— Begin Material provided —
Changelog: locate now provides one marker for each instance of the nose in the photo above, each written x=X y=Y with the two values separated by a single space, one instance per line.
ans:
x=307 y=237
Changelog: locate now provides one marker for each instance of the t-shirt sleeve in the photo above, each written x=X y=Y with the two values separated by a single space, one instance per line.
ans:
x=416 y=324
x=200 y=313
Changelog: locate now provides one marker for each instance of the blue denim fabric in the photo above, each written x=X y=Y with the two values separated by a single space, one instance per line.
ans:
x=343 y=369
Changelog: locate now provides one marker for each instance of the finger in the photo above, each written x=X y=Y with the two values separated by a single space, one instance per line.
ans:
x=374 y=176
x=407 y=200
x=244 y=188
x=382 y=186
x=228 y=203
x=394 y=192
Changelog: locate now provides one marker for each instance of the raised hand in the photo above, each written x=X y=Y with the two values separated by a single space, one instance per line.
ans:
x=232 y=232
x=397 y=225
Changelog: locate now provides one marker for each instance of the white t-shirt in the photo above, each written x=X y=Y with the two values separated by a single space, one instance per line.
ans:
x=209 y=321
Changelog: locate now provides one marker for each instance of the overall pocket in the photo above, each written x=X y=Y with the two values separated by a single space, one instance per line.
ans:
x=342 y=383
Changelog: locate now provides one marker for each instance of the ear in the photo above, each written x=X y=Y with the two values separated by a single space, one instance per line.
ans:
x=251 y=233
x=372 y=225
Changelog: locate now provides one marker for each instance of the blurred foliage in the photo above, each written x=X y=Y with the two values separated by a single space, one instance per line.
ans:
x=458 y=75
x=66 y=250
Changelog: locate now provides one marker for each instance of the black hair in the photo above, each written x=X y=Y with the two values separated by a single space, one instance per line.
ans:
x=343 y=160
— End Material provided —
Convert every line of the rows above into a JSON list of strings, with one string per line and blank lines omitted.

Written solution ->
[
  "Changelog: locate now provides one marker for each instance of the nose in the photo above, each written x=X y=Y with the two values separated by a single space, one instance per line.",
  "ans:",
  "x=307 y=237",
  "Changelog: locate now provides one marker for each instance of the t-shirt sleeve in the photo above, each written x=X y=Y with the two values separated by a single space, one instance per line.",
  "ans:",
  "x=416 y=324",
  "x=200 y=313",
  "Changelog: locate now provides one marker for each instance of the blue denim fabric in the photo above, each written x=X y=Y with the two values separated by a single space, one instance per line.",
  "ans:",
  "x=343 y=369",
  "Changelog: locate now provides one marker for each instance of the finger in the photo above, each written x=X y=Y with the two values separated by a single space, one instance per line.",
  "ans:",
  "x=374 y=176",
  "x=407 y=200",
  "x=244 y=188",
  "x=382 y=186",
  "x=228 y=203",
  "x=394 y=192",
  "Changelog: locate now provides one marker for each instance of the raised hand in the photo above, each written x=X y=Y with the two values separated by a single space, one instance per line.",
  "ans:",
  "x=232 y=232",
  "x=397 y=225",
  "Changelog: locate now provides one marker for each instance of the white t-shirt in the photo above, each written x=X y=Y with the two values separated by a single space, one instance per line.",
  "ans:",
  "x=209 y=321",
  "Changelog: locate now provides one marker for each instance of the overall pocket in the photo above, each written x=X y=Y with the two values separated by a single space, one instance per line.",
  "ans:",
  "x=342 y=383",
  "Changelog: locate now provides one marker for each instance of the ear in the photo above, each written x=X y=Y with the two values separated by a single space, one instance per line.",
  "ans:",
  "x=251 y=233",
  "x=372 y=225",
  "Changelog: locate now provides one marker for each instance of the blurred foliage in the photo above, each written x=X y=Y with the two values separated by a single space, one instance per line.",
  "ans:",
  "x=458 y=75",
  "x=66 y=250",
  "Changelog: locate now provides one marker for each instance of the black hair in the photo above, each written x=X y=Y with the two values separated by a single space, one instance per line.",
  "ans:",
  "x=343 y=160"
]